___ EXTRACT TO READ ___
I’m writing this as someone with more than 20 years experience in the InfoSec space including working for the largest payment card processor in the U.S., participating in multiple payment card breach investigations, and consulting for two of the four major payment networks in the U.S.

As an industry insider, I’ve assembled a few facts and trends that may help shed some light on this rather confusing world of payment fraud.

First, let’s establish this important fact. Here in the good old USA, you have ZERO LIABILITY for fraudulent transactions. There are some exceptions to this, specifically on the Debit side of the house, but for the most part, ZERO LIABILITY. If you have questions on what your liability is, call the number on the back of your credit card and ask them. If you don’t have zero liability, consider switching to one of the hundreds of banks who offer this.

Is a credit card breach a hassle? Yes, but it is not identity theft and it does not mean you are out a bunch of money.

Consider the alternative. You set an envelope containing $200 in down and someone swipes it. That money is gone. You will never get it back. If someone steals and uses your credit/debit card, you call your bank and your money is returned. Carrying and using your cards is much safer than carrying and using cash.
___ GIVEN DATA ___
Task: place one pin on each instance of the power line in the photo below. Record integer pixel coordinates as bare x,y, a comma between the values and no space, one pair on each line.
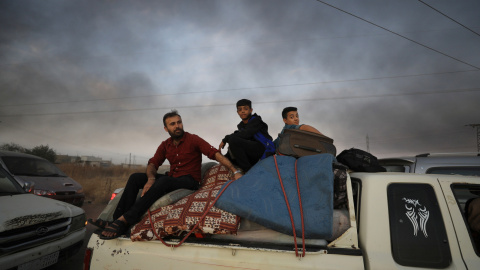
240,89
404,37
264,102
469,29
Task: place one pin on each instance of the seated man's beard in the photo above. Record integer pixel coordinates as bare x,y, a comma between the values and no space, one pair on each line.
177,133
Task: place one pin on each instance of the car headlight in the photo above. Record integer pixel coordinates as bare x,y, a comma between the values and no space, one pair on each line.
78,222
42,192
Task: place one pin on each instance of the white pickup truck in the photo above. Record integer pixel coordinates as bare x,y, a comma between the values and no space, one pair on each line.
394,221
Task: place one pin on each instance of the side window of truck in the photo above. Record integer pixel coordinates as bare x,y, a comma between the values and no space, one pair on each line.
468,200
462,170
417,229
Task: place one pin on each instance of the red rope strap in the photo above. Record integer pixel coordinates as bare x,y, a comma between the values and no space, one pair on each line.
290,211
205,212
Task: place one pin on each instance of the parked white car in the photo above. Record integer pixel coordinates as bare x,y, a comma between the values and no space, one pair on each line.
36,232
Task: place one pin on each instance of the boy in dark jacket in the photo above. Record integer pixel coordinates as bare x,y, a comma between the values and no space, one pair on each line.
251,142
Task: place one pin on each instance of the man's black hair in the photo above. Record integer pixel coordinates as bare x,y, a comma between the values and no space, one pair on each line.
244,102
168,115
287,110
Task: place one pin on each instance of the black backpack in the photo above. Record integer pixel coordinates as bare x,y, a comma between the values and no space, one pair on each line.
360,161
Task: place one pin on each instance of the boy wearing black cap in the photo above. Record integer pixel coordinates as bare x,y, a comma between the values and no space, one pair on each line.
251,142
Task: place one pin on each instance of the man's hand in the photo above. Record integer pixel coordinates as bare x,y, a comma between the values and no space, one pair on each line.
147,186
221,146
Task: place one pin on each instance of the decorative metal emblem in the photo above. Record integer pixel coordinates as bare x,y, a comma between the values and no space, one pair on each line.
418,216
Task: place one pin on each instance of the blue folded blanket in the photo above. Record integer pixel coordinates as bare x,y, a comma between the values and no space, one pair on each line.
258,195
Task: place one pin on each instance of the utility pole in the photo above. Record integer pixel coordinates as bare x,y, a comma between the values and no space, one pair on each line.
368,144
478,134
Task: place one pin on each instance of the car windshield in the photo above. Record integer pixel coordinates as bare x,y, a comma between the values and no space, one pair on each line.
7,185
31,167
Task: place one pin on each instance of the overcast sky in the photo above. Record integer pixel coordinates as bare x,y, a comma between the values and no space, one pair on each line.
96,77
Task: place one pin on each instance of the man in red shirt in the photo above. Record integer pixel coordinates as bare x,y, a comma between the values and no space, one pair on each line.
184,153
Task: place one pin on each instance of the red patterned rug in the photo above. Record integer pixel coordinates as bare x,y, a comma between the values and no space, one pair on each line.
184,214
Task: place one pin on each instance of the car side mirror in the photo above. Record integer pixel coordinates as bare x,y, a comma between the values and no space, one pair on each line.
29,187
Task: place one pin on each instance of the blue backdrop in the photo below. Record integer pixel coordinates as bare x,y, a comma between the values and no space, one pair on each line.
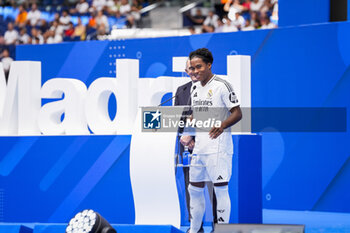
291,67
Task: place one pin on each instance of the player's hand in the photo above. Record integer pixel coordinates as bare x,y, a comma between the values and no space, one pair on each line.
215,132
191,145
185,140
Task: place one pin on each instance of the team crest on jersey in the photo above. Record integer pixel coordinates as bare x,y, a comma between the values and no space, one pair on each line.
210,93
233,98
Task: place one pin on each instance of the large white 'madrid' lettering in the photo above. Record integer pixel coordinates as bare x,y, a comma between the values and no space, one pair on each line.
20,100
87,108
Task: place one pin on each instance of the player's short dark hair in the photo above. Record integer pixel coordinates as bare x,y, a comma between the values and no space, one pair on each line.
204,54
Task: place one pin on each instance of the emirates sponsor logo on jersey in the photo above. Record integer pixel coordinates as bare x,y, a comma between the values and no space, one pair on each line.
210,93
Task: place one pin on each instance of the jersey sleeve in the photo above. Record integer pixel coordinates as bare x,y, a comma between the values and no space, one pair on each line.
228,96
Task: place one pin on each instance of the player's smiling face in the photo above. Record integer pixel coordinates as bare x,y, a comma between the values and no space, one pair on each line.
201,70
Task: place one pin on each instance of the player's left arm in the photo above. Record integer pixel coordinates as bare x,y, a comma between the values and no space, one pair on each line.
234,117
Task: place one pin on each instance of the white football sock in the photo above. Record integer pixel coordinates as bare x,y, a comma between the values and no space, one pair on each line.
197,204
223,204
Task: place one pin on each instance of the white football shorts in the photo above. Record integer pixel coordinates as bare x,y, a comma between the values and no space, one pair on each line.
216,168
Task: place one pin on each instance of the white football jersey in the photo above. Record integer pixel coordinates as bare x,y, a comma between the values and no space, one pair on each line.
219,96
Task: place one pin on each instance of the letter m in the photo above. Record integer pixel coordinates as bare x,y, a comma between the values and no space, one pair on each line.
20,99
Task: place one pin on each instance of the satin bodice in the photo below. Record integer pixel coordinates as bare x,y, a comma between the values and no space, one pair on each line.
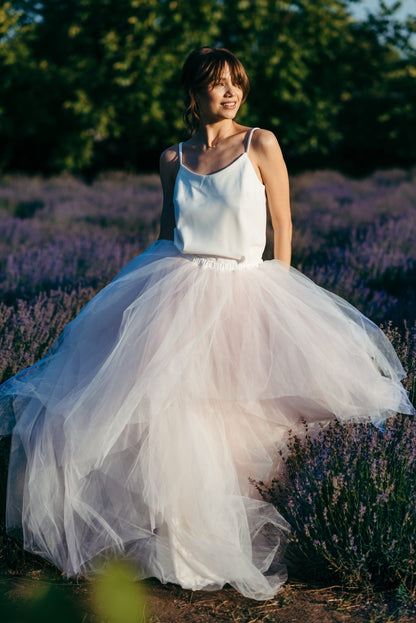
222,214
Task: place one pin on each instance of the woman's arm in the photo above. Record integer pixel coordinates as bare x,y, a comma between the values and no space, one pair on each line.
169,164
269,159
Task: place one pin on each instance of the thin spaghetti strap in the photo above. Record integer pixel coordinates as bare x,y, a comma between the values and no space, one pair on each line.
249,138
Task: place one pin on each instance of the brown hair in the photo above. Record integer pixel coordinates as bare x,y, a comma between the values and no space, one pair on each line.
203,67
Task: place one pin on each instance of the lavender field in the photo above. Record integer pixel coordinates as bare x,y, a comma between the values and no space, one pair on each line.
61,240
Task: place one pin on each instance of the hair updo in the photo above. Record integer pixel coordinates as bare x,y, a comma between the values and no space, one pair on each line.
202,67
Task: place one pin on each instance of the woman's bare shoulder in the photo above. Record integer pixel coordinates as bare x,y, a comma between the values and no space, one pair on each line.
264,140
170,155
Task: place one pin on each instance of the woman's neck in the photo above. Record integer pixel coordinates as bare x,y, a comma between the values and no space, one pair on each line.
210,134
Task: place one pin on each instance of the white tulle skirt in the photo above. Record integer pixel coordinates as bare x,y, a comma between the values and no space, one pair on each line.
138,432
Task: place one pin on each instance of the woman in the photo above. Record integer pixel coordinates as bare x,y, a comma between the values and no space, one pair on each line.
138,433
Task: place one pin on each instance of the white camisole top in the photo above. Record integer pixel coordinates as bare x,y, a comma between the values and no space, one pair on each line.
222,214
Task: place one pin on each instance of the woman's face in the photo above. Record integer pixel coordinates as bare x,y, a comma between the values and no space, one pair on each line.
221,100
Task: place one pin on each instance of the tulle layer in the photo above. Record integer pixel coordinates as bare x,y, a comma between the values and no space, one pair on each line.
138,433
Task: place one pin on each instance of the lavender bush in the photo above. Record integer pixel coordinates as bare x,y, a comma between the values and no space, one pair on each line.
349,494
349,491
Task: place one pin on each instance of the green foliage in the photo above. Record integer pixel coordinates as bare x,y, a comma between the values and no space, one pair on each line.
102,79
116,598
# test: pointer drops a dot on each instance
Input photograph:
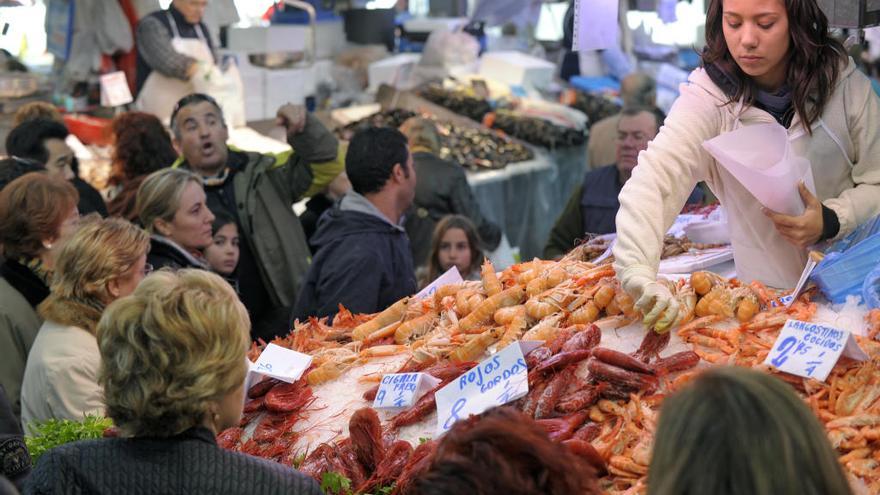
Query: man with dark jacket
(259, 191)
(362, 258)
(593, 205)
(41, 142)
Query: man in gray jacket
(258, 191)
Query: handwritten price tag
(114, 90)
(497, 380)
(811, 350)
(399, 390)
(281, 363)
(450, 277)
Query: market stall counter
(596, 380)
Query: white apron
(759, 251)
(160, 93)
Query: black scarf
(25, 281)
(777, 104)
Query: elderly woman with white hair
(173, 374)
(104, 260)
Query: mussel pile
(594, 106)
(457, 101)
(480, 148)
(537, 131)
(471, 147)
(388, 118)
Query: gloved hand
(655, 301)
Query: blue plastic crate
(595, 84)
(848, 262)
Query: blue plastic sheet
(848, 261)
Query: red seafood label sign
(497, 380)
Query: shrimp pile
(600, 403)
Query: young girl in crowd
(223, 253)
(455, 243)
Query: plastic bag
(225, 86)
(760, 157)
(448, 49)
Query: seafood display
(532, 130)
(589, 391)
(672, 246)
(596, 107)
(474, 148)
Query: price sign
(811, 350)
(114, 90)
(399, 390)
(497, 380)
(281, 363)
(595, 24)
(450, 277)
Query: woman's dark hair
(221, 218)
(720, 434)
(815, 58)
(142, 146)
(372, 154)
(27, 139)
(470, 231)
(503, 452)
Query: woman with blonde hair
(736, 431)
(171, 205)
(104, 260)
(173, 374)
(37, 215)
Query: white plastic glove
(655, 301)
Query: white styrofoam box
(268, 39)
(429, 24)
(329, 38)
(288, 86)
(517, 68)
(394, 71)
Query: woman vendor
(765, 61)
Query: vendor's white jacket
(61, 376)
(844, 152)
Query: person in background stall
(173, 365)
(593, 205)
(442, 190)
(735, 430)
(503, 451)
(636, 90)
(455, 243)
(223, 253)
(765, 62)
(41, 141)
(103, 261)
(258, 191)
(173, 46)
(141, 146)
(171, 206)
(363, 259)
(37, 215)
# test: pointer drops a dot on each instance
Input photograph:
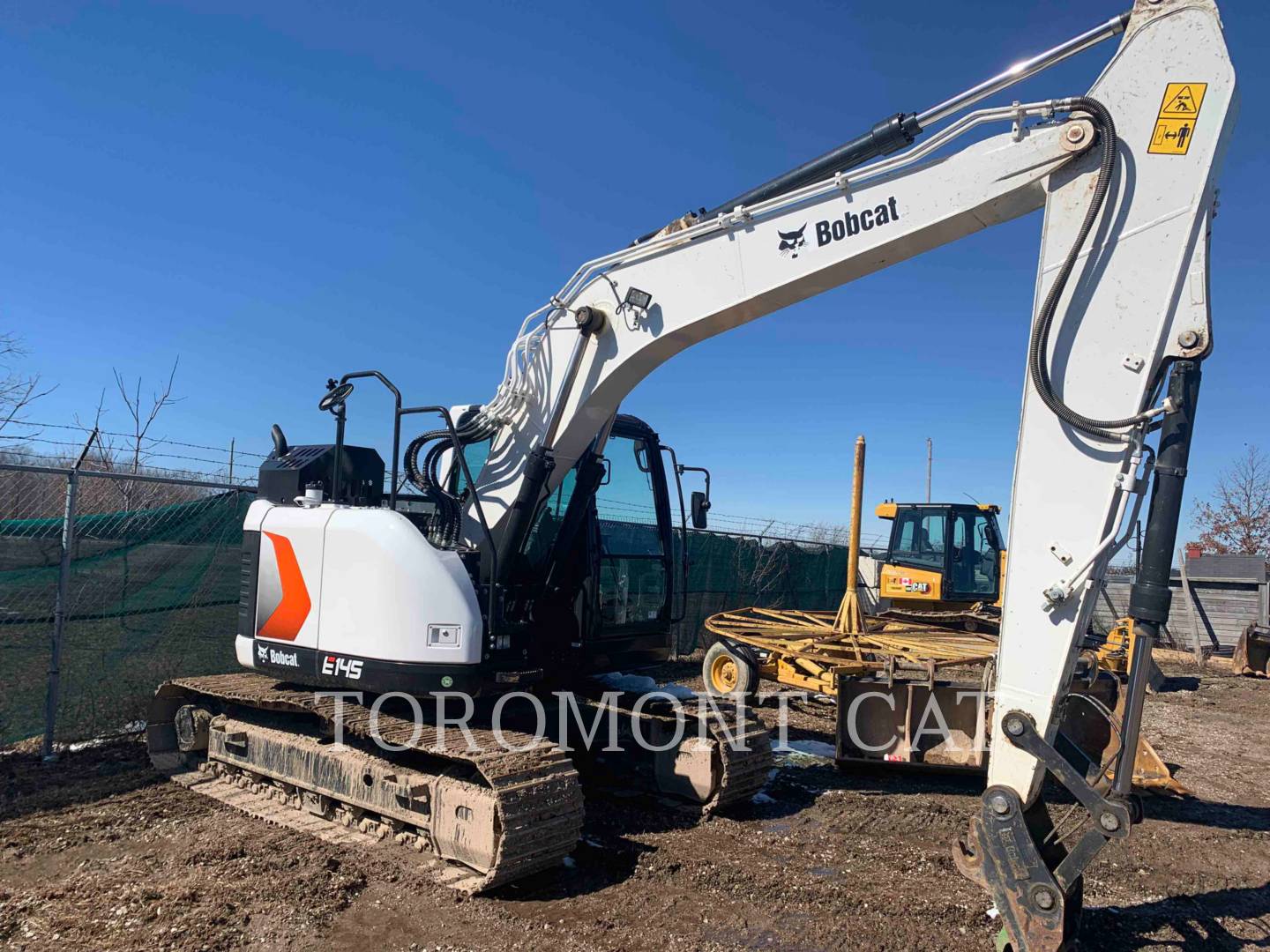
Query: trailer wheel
(728, 674)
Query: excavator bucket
(1252, 651)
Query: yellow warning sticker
(1175, 124)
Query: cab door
(632, 518)
(975, 556)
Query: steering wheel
(335, 397)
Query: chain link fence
(147, 591)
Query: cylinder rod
(898, 131)
(1022, 70)
(1149, 597)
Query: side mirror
(700, 507)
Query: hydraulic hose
(1038, 349)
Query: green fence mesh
(735, 571)
(153, 589)
(152, 594)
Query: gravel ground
(98, 853)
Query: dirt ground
(98, 853)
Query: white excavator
(510, 569)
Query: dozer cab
(945, 564)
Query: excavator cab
(944, 562)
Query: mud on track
(97, 853)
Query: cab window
(920, 539)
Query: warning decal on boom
(1175, 124)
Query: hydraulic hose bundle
(1038, 349)
(446, 524)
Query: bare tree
(143, 418)
(1236, 519)
(17, 390)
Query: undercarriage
(484, 804)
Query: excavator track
(484, 819)
(481, 818)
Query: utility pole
(929, 458)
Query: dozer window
(975, 555)
(632, 560)
(920, 539)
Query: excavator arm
(1125, 176)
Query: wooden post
(850, 617)
(1191, 608)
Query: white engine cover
(357, 582)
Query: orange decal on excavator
(286, 620)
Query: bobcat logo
(791, 242)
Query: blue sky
(283, 192)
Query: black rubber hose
(1038, 349)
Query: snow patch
(811, 747)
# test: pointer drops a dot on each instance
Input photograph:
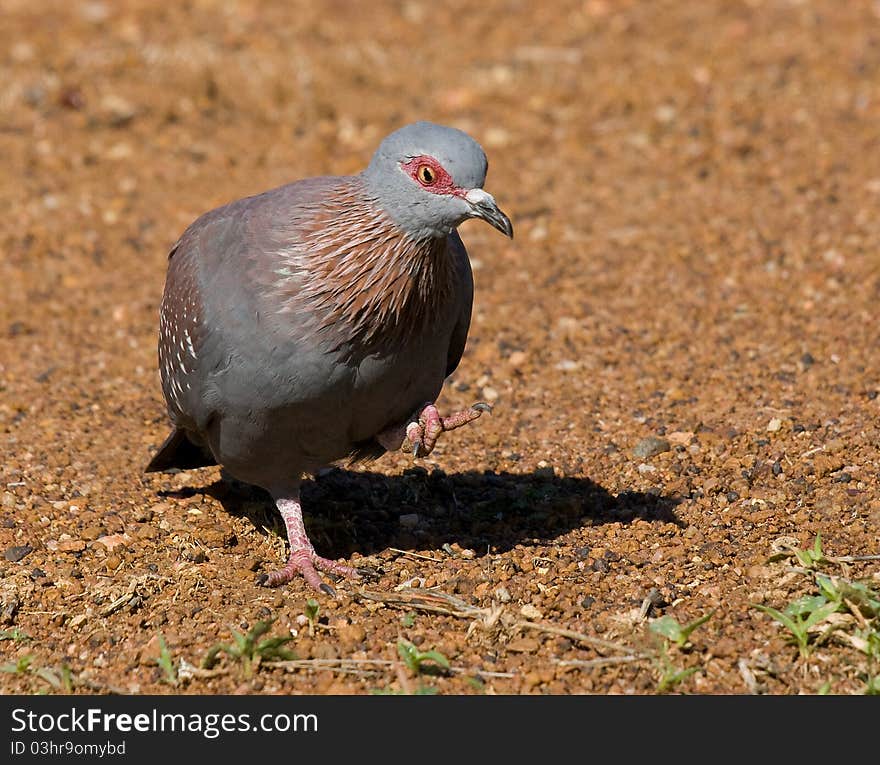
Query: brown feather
(356, 279)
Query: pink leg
(303, 558)
(422, 433)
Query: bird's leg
(423, 432)
(303, 558)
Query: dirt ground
(680, 344)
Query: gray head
(429, 179)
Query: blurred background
(688, 310)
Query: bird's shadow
(348, 511)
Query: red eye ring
(430, 175)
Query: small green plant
(414, 659)
(800, 616)
(670, 675)
(14, 634)
(60, 680)
(811, 558)
(312, 609)
(18, 667)
(422, 690)
(166, 662)
(249, 650)
(668, 627)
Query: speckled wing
(180, 339)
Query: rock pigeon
(317, 322)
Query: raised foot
(307, 563)
(424, 433)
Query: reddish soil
(694, 188)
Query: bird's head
(429, 179)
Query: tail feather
(177, 451)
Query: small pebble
(650, 447)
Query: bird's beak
(483, 206)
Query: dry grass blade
(365, 667)
(600, 662)
(426, 600)
(579, 637)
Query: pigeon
(317, 322)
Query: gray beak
(484, 207)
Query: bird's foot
(423, 433)
(306, 563)
(303, 559)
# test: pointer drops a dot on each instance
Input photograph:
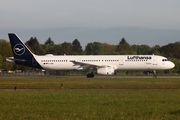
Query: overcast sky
(143, 21)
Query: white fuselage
(118, 62)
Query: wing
(84, 65)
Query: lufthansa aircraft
(95, 64)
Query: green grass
(89, 99)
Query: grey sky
(45, 16)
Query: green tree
(123, 48)
(143, 50)
(76, 47)
(34, 45)
(67, 48)
(94, 48)
(49, 42)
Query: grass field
(90, 99)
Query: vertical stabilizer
(22, 55)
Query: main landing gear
(90, 75)
(152, 71)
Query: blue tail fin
(22, 55)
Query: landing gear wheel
(90, 75)
(154, 74)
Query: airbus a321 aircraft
(94, 64)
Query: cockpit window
(164, 60)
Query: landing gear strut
(152, 71)
(154, 74)
(90, 75)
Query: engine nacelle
(106, 70)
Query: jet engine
(108, 70)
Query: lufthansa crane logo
(19, 49)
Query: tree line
(171, 50)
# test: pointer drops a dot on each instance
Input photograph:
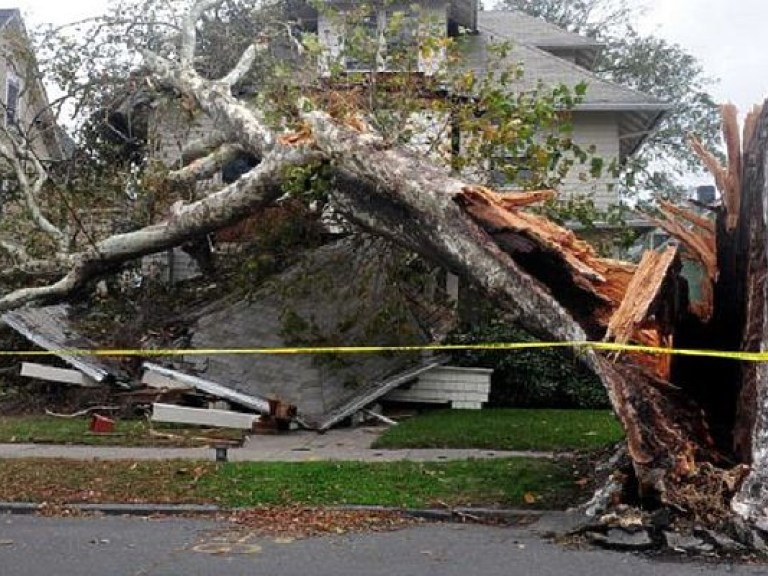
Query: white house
(614, 119)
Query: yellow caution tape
(604, 346)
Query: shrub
(535, 378)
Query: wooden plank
(156, 380)
(51, 374)
(49, 328)
(202, 416)
(260, 405)
(376, 390)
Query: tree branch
(243, 65)
(202, 147)
(241, 123)
(256, 189)
(189, 31)
(206, 167)
(31, 191)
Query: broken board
(203, 416)
(52, 374)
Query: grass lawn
(517, 482)
(51, 430)
(505, 429)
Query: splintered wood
(554, 254)
(641, 318)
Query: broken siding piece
(62, 375)
(49, 328)
(202, 417)
(260, 405)
(154, 379)
(376, 390)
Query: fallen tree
(695, 427)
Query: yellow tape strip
(604, 346)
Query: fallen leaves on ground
(304, 522)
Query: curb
(114, 509)
(464, 514)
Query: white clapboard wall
(461, 387)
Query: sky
(725, 35)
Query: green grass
(505, 429)
(504, 482)
(51, 430)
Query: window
(363, 44)
(402, 27)
(510, 172)
(12, 93)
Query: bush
(536, 378)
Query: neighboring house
(614, 119)
(24, 103)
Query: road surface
(121, 546)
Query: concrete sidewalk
(297, 446)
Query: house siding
(600, 130)
(330, 34)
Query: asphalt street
(120, 546)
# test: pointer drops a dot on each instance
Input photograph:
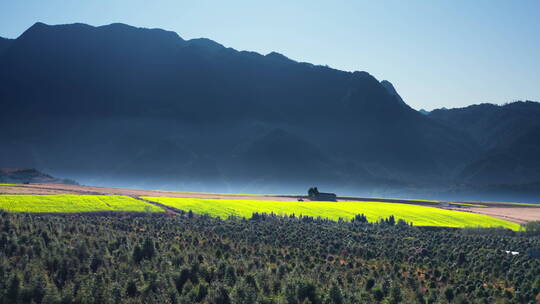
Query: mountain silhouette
(127, 106)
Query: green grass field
(74, 203)
(419, 215)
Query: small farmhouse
(315, 195)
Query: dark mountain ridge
(509, 138)
(129, 106)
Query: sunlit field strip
(69, 203)
(418, 215)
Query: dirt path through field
(513, 213)
(518, 215)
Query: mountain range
(126, 106)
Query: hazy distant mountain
(391, 90)
(20, 176)
(121, 105)
(509, 138)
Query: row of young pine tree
(265, 259)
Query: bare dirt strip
(513, 213)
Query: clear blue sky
(436, 53)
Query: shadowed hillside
___
Please answer these questions about the payment fraud text above:
(a) How many years of experience in the InfoSec space does the writer claim?
(b) In the USA, what liability does the text say you have for fraudulent transactions?
(c) What does the text tell you to do if you have questions on what your liability is?

(a) More than 20 years.
(b) Zero liability, with some exceptions on the debit side.
(c) Call the number on the back of your credit card and ask.